Companies in the United States and Europe, however, need to be aware that most of the demand growth for graphite will likely come from Asia. So suppliers will be focused on customers there, not in the West.
As for supplies of synthetic graphite, the challenge here is the processing of those fossil-fuel by-products. US production is likely to fall due to strict environmental regulations and costs. Beyond the immediate sourcing, companies have a variety of options for reducing risk in graphite supplies:
Long-term contracts. Tesla has extensive formal agreements with Syrah in Australia to buy graphite from mines in Mozambique. GM has a six-year agreement with Posco (a South Korean steel maker) to supply synthetic graphite.
Demand reduction. BMW is pioneering technology to reduce the graphite content in batteries (silicon is the best alternative).
Near-shoring. To reduce political risk, Tesla is evaluating mineral resources from Canada. Hyundai is likewise evaluating localization to ensure a stable supply. These are mid- to long-term approaches, not quite fixes.
Building on these approaches, we recommend multiple initiatives across both the short and long term:
Seek long-term contracts with a broad mix of suppliers. Long-term contracts will ensure a steady supply even if the market is squeezed tight, and could work with either commodity aggregators or with mines/processors directly. The optimum mix includes two to three established suppliers and two to three recent entrants as challengers. Because these are commitments over several years, buyers will need to predict their own needs for graphite as well as assess the supplier’s plans for expansion. They should also segment suppliers based on their political risk profile and geography. Vertically integrated suppliers will need extra attention because some of their mines may be closing soon.
Form strategic partnerships across the value chain. Some large buyers may want to go further and create formal partnerships with suppliers, especially at nodes with constraints. Outright acquisition and vertical integration has become a popular option, but it brings risk as well from greater corporate complexity and lost flexibility in a volatile market.

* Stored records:
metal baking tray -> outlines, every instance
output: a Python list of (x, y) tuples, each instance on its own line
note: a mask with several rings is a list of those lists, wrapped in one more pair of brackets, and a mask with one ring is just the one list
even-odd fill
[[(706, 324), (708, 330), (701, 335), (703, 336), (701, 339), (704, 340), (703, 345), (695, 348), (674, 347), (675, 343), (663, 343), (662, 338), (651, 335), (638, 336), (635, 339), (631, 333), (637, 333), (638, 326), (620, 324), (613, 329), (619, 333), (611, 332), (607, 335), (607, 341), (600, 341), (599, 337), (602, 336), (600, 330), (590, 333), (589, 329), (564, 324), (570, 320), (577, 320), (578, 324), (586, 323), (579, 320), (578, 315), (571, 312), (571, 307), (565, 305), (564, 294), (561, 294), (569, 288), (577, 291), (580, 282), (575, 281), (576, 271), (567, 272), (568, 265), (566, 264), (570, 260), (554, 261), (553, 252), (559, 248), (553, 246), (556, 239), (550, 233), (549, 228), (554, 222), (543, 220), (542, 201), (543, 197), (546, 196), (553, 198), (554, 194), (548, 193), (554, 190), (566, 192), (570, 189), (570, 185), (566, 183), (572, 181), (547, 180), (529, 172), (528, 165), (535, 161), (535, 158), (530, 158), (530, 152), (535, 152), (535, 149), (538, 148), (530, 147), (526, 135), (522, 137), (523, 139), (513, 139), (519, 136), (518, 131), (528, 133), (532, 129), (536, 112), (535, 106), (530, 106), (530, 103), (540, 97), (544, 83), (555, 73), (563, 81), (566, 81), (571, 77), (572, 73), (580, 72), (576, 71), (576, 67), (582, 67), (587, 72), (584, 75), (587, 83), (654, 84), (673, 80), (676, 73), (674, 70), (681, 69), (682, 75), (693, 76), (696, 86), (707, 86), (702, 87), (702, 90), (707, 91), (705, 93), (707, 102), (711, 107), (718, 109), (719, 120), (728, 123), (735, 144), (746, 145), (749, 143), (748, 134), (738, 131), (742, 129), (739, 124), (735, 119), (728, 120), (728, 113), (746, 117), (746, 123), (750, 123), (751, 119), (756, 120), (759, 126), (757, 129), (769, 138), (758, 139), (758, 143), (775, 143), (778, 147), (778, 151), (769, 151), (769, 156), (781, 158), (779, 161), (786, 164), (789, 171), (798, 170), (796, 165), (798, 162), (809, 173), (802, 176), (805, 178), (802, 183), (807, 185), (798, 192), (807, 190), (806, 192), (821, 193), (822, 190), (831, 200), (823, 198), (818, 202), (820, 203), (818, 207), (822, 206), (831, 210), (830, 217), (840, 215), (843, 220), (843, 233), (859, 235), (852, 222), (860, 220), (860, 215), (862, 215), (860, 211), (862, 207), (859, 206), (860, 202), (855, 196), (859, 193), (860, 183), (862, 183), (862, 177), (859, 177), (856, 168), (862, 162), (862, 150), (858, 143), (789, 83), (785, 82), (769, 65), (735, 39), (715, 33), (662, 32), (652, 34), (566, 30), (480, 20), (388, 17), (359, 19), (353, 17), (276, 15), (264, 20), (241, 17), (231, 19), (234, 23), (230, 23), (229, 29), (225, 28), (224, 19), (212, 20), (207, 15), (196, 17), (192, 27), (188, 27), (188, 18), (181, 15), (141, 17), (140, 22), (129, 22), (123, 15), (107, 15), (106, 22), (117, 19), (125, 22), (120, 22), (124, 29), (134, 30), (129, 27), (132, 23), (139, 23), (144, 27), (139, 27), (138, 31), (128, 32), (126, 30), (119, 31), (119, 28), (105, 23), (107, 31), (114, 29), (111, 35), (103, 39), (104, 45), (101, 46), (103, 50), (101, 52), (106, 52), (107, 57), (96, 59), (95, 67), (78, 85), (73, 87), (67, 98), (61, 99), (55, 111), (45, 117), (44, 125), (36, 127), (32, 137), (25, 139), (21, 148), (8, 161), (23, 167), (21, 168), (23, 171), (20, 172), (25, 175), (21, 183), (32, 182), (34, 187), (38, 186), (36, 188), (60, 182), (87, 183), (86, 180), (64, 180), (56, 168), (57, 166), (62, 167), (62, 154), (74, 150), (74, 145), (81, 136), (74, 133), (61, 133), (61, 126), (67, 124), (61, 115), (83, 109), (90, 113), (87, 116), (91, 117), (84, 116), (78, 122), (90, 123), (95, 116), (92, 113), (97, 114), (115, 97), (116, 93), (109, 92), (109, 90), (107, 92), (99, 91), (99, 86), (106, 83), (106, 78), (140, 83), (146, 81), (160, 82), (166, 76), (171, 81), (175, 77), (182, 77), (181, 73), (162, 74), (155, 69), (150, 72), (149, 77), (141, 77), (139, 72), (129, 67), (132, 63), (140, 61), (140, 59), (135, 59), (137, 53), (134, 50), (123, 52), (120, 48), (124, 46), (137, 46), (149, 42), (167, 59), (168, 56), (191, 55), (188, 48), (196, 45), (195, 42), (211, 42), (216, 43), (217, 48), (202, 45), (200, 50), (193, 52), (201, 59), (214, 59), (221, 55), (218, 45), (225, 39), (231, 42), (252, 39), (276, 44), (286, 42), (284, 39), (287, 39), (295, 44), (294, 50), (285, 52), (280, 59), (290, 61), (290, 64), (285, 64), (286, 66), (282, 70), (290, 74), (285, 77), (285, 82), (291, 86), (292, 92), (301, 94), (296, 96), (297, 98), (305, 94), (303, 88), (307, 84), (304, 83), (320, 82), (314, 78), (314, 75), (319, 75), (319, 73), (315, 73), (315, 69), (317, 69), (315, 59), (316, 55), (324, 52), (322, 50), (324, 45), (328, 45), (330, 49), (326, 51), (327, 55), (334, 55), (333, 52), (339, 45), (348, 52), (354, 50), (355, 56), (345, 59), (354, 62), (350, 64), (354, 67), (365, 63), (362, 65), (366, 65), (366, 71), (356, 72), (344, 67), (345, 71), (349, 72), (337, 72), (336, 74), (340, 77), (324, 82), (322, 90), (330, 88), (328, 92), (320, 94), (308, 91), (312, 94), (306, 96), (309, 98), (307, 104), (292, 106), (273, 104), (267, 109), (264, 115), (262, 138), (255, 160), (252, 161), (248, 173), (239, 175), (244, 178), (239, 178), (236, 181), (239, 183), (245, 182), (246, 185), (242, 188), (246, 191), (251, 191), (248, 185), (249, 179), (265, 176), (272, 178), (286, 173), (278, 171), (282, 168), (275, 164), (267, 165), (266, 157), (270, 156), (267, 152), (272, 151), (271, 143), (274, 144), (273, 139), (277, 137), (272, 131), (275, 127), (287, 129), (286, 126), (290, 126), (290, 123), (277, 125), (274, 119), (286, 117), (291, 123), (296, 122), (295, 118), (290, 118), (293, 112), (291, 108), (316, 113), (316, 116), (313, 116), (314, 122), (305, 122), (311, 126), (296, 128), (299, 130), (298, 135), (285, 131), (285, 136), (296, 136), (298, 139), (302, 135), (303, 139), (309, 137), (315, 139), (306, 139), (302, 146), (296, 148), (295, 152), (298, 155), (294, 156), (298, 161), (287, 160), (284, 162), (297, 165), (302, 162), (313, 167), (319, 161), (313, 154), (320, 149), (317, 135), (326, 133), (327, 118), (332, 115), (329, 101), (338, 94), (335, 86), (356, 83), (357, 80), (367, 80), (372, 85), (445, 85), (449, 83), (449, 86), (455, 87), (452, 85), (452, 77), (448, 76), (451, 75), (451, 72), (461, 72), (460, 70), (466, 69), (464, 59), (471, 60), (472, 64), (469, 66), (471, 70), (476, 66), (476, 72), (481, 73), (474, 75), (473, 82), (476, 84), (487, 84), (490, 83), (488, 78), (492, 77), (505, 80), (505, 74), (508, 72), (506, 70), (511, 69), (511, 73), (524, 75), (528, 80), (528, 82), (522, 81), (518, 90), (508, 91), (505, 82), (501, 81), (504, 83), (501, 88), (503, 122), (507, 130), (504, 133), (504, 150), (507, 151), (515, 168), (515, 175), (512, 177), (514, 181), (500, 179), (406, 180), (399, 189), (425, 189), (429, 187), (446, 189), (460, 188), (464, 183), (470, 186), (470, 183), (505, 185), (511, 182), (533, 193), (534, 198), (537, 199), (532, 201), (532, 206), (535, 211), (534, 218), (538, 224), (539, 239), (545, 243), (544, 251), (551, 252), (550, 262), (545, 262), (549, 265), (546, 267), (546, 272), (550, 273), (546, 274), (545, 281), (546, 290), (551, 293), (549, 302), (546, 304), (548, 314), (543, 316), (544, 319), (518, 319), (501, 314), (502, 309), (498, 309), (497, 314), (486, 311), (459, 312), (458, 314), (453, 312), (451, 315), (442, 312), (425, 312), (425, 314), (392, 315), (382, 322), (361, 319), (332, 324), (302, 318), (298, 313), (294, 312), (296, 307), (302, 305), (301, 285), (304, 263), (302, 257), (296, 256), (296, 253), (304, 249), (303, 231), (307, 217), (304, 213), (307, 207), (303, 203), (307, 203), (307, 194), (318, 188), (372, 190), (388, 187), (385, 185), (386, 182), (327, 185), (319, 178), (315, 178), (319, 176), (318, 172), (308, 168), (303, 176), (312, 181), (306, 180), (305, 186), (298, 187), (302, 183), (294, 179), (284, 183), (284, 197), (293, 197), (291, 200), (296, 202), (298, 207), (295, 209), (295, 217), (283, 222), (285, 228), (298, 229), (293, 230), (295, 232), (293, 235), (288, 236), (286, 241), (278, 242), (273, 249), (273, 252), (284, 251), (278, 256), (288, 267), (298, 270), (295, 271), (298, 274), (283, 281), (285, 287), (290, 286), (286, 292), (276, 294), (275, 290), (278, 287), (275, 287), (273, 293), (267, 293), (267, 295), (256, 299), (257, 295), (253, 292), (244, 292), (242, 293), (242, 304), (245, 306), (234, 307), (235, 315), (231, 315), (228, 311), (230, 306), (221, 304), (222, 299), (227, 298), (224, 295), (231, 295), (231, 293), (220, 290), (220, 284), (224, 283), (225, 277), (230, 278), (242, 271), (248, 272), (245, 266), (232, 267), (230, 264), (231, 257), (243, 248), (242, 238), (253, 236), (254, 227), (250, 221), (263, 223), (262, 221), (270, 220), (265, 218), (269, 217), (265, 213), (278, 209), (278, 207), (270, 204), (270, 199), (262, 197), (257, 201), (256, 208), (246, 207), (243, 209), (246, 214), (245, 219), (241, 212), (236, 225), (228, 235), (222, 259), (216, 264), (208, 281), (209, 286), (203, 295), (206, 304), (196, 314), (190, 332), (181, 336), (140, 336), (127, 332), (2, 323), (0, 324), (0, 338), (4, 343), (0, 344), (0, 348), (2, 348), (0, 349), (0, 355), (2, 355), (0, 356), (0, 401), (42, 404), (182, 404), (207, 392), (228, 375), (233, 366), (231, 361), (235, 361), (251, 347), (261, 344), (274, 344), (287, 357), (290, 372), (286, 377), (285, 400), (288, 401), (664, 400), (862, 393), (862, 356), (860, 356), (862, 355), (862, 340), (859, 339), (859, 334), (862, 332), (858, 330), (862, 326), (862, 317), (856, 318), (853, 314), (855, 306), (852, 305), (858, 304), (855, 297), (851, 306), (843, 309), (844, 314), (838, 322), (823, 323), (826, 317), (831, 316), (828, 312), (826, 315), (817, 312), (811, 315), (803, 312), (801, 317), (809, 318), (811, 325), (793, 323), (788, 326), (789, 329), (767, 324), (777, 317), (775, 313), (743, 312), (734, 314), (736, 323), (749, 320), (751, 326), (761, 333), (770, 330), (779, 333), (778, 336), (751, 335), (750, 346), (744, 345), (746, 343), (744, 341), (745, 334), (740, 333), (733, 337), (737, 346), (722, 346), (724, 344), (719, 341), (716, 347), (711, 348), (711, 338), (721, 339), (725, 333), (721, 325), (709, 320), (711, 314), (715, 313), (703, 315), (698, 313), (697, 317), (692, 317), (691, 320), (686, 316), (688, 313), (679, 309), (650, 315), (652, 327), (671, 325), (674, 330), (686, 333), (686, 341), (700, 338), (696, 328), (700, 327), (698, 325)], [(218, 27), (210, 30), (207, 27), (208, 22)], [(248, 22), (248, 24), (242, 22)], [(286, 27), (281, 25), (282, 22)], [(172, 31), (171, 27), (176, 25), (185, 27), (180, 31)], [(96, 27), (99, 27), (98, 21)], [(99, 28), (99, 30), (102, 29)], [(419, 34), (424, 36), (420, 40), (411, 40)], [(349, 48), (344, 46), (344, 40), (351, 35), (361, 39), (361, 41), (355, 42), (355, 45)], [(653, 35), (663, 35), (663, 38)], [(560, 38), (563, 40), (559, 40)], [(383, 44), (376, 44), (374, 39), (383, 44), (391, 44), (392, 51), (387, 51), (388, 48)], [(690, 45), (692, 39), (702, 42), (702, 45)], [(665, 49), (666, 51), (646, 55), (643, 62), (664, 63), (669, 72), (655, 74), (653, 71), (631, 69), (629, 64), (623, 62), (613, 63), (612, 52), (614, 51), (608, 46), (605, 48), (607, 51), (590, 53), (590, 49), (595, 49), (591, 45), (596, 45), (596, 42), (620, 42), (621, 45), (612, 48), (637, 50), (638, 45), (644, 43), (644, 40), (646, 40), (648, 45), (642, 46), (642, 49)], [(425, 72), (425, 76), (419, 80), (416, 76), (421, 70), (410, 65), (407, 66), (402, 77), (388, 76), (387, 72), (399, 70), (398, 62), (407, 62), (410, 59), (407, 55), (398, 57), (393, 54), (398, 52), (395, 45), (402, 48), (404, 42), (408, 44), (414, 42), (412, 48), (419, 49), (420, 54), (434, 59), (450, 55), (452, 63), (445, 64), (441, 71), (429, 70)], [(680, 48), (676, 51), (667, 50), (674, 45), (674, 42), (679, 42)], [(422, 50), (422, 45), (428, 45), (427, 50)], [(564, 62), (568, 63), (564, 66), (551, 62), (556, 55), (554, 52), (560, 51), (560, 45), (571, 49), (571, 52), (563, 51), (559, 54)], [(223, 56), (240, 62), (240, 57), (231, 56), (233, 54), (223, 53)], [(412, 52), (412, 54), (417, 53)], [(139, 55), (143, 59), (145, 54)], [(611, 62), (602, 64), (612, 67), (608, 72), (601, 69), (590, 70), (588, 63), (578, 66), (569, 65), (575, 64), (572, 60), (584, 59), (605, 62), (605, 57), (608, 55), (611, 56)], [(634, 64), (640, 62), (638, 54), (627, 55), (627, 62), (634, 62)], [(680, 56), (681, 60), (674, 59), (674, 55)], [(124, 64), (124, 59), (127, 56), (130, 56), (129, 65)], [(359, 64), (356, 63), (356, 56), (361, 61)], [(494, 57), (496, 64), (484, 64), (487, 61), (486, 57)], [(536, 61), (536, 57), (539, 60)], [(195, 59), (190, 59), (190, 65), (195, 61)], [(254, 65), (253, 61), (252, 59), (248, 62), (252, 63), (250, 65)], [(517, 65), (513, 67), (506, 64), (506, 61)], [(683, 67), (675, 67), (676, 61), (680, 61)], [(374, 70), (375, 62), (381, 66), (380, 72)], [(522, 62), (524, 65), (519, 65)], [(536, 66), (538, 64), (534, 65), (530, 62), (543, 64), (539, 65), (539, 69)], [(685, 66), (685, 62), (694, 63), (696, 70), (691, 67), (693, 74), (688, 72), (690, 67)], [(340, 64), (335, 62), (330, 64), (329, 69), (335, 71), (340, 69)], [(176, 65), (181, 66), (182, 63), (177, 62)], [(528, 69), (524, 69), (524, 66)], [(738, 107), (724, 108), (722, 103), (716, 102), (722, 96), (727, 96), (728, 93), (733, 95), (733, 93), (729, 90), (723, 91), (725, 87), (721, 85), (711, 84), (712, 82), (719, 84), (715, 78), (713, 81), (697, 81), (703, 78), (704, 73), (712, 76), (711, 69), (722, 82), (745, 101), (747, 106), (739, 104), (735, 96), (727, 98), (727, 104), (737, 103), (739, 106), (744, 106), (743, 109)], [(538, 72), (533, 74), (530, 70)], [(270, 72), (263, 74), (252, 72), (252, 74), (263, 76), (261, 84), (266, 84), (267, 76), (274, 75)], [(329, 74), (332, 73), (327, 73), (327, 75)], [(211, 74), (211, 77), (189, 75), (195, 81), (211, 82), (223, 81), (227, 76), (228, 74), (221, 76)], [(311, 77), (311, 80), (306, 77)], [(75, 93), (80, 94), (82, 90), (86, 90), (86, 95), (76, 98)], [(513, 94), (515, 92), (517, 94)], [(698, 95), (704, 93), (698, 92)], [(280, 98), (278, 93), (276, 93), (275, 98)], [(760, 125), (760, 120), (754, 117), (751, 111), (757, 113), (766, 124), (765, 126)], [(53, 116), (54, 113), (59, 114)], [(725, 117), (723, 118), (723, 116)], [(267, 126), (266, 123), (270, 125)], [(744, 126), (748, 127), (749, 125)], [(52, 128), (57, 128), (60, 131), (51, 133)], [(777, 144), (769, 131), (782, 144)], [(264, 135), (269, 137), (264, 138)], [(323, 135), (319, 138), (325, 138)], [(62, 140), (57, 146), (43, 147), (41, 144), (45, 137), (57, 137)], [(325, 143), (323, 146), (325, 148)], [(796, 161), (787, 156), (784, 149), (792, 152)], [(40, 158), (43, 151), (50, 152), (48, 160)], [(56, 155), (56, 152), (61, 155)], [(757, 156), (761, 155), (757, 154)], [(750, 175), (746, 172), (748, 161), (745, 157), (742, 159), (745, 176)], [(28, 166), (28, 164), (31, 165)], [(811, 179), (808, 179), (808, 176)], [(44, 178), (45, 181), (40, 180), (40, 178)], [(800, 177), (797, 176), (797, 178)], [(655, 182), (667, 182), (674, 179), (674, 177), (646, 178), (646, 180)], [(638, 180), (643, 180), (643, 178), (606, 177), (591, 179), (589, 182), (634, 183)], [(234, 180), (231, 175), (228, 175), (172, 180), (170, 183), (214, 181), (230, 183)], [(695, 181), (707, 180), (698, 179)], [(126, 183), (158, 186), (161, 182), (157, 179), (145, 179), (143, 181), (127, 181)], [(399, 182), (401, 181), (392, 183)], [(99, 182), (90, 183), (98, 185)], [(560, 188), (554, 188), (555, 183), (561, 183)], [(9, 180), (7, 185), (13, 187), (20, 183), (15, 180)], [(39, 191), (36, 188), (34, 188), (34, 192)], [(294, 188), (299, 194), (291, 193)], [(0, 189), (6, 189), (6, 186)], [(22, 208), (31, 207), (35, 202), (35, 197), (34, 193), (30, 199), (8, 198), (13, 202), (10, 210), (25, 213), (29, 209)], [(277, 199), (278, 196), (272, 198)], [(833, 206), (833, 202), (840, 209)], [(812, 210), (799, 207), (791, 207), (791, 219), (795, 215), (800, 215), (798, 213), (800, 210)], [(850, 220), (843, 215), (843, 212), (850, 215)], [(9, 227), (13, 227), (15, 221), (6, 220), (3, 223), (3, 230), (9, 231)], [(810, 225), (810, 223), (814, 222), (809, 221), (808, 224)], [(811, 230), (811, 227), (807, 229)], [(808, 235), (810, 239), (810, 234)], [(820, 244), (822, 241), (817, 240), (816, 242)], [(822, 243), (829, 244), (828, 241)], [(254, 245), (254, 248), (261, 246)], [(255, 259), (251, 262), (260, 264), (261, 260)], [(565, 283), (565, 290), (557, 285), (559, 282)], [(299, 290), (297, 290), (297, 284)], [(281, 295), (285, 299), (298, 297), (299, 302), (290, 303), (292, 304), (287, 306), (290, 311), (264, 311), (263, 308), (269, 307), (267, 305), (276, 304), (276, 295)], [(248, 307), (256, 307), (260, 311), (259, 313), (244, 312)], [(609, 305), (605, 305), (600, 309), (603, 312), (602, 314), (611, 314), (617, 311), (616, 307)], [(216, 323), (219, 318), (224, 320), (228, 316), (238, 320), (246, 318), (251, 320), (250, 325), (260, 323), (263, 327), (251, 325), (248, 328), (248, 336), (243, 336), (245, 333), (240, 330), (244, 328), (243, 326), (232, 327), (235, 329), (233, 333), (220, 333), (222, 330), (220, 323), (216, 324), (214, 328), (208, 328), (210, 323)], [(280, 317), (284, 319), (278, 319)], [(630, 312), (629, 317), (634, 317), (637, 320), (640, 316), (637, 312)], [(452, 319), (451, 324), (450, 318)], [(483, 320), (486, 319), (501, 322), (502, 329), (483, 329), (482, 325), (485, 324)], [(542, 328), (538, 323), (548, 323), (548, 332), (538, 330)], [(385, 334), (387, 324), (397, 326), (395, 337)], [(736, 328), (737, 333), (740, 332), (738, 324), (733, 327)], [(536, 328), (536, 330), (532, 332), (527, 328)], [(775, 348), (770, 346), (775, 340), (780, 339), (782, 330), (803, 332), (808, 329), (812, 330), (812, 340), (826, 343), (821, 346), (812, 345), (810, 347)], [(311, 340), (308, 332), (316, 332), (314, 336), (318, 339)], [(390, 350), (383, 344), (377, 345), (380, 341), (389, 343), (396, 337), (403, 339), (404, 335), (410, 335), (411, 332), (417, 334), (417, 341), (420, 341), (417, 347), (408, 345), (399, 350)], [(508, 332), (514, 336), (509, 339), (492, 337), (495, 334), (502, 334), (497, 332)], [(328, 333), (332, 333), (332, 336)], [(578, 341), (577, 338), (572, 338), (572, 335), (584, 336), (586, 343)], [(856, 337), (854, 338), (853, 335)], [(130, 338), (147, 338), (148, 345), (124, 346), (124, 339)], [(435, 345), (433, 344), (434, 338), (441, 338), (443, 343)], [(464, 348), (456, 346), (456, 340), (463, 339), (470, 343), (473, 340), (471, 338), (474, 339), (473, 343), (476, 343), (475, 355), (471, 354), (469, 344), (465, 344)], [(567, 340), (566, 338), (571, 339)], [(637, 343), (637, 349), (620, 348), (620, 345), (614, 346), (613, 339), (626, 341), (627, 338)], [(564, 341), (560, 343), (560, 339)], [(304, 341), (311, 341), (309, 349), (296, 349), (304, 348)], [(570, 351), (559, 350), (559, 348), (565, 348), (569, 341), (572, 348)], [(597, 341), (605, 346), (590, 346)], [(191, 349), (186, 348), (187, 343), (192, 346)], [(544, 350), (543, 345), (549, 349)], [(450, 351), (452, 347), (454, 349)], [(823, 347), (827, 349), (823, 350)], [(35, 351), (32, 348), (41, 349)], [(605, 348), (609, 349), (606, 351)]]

* Exercise instructions:
**a.** Answer these questions from the graphite supply text:
(i) Which company holds a six-year agreement with Posco?
(ii) What does the text call the best alternative to graphite in batteries?
(iii) How many established suppliers does the recommended optimum mix include?
**b.** Continue the graphite supply text from the point where it stops.
The stored records have no connection to the graphite supply text.

* Answers per task:
**a.**
(i) GM
(ii) Silicon
(iii) Two to three

**b.**
Reduce internal specifications and demand. Some battery makers have highly specific requirements for their graphite, both types and grades. Maybe they needed these specifications early, but now they should consider reducing these specifications in order to expand the potential suppliers. (Fewer specifications also helps to reduce internal complexity.) With recent advances in purification, they can also evaluate using both synthetic and natural graphite.
Watch developments in graphite recycling. Researchers and start-ups have made breakthrough innovations in recycling used EV batteries, and graphite reuse may soon be practical. Large graphite customers should follow these developments and consider investing in feasible ideas to stay ahead of the curve.
Monitor sub-tier risks. The graphite value chain is complex, and disruptions in flows to a primary supplier can upset ambitious plans for batteries. Automakers and others depending on steady flows of graphite can work in advance to identify and mitigate risk in the supply base. The COVID-19 pandemic showed how disruptions in semiconductors could hobble most of the automobile industry. If EV batteries, as expected, become crucial to the future of transportation, then carmakers will need to expand their risk management to graphite suppliers—from natural disasters and labor unrest to geopolitical instability.
EV battery makers, and their auto-maker customers, have long realized the potential for supply bottlenecks for crucial battery minerals. Yet graphite, because of its seemingly secondary role in batteries and its large existing supply base, has attracted less attention than its supply risks warrant. As EV production takes off in this decade, customers in the EV and other industries will discover unexpected shortages and price jumps. The time is now to reduce those risks with attention to internal needs and external developments.